# WHAT YOU SHOULD DO
Rewrite every line of the records below, requests included, and shift each coordinate in the answers by adding -124 to both the x and the y value. Leave the pictures out of your answer.

# START OF INPUT FOR THIS TASK

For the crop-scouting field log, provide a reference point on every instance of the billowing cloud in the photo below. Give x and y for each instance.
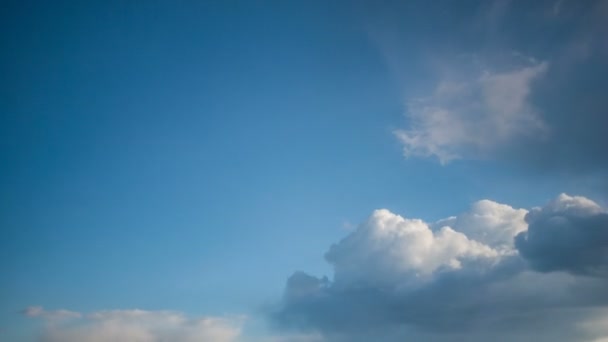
(134, 325)
(462, 278)
(570, 234)
(475, 116)
(528, 90)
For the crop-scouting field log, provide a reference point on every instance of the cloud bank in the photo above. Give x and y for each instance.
(492, 273)
(133, 325)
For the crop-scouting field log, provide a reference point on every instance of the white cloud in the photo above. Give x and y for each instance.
(388, 246)
(54, 315)
(136, 325)
(467, 277)
(491, 223)
(474, 116)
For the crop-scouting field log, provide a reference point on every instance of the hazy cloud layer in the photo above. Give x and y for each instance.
(473, 117)
(461, 278)
(133, 325)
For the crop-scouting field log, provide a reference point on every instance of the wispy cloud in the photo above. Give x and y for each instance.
(471, 117)
(134, 325)
(492, 273)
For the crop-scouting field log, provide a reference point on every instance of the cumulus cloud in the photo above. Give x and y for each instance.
(569, 234)
(134, 325)
(463, 278)
(474, 116)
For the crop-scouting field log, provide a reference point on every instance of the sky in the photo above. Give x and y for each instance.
(304, 171)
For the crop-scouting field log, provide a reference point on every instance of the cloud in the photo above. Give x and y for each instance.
(55, 315)
(528, 91)
(462, 278)
(569, 234)
(474, 116)
(134, 325)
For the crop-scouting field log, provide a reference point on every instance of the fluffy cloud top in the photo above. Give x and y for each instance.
(133, 325)
(462, 278)
(389, 248)
(472, 116)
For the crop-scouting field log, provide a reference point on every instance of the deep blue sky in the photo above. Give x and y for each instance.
(191, 155)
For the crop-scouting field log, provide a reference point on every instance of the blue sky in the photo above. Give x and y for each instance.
(192, 156)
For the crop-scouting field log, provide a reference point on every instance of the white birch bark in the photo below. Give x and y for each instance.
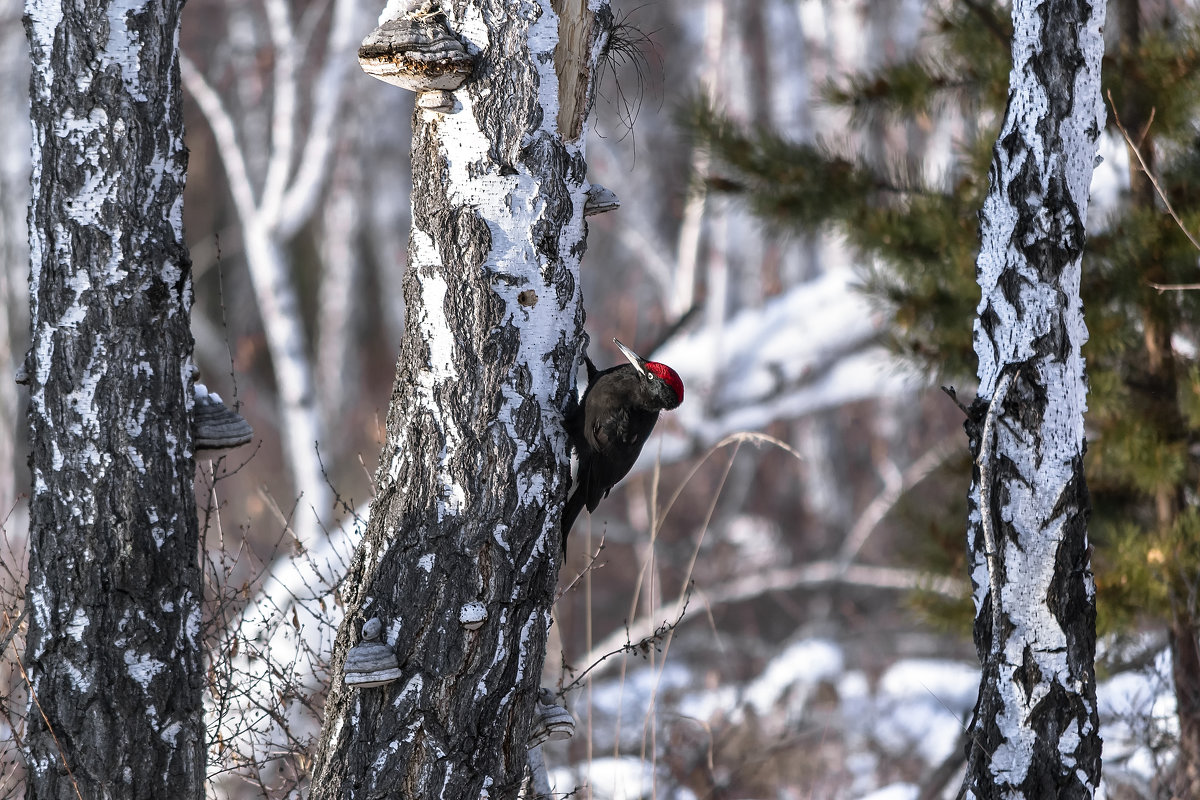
(274, 196)
(474, 471)
(1035, 728)
(113, 649)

# END OF INPUT FOR THIS TASK

# TASK OUTPUT
For the crop-scouting field log, provide a reference point on every instance of the billowing cloud in the photo below. Give x and y for each instance.
(10, 201)
(338, 154)
(446, 110)
(351, -8)
(404, -34)
For the crop-scouting field log, provide a reference point on every instance of the cloud bank in the photo above. Give x and y for each instance.
(368, 149)
(9, 201)
For the crop-scouting field log, provide a reference point on every instance of the white cloud in the photo above. Give x and y for each instance.
(264, 122)
(-70, 191)
(12, 201)
(343, 153)
(367, 99)
(350, -8)
For the crop-scouting field log, provide a reference point on every instance of the hazy cloud layer in the photo above. Give x and y for each instance.
(349, -7)
(337, 154)
(9, 201)
For the crop-scouting field log, provide a reference point on every instance of the wispy cloud in the photo above. Give x and y for each instance.
(347, -7)
(10, 201)
(368, 149)
For the crop-scouting field log, provide a reference point on every instance of the cumulus cloud in the photo above. Give x and y for each instance.
(445, 110)
(10, 201)
(339, 154)
(350, -8)
For the crop-scouting field log, provide a reference point on every instance of the sky in the photo above. Give x and y for each instance.
(180, 47)
For the crop-scouting field log, provide a reference point on every instance of the cloud in the photo above. Give x and y for each instance.
(-69, 191)
(404, -33)
(338, 154)
(445, 110)
(350, -8)
(10, 201)
For the crop-scouting field log, provide a reference point on every instance of the fluffy cloud top in the photo above. Give x and y for each instance.
(9, 201)
(338, 154)
(265, 124)
(348, -8)
For the crop-scouting field log, provide a reference point on every instance of the deep blue sky in the photo above. Give x and y for each instance.
(67, 31)
For the crop-scouting field log, provide a reference point on every instance of the blue sky in the photo above. Give x and y for each instance.
(68, 32)
For the crop-scouting field log, provide a reference point on every instance of the white birch bark in the photo below. Give x and y for each instance.
(150, 72)
(350, 347)
(911, 604)
(-11, 525)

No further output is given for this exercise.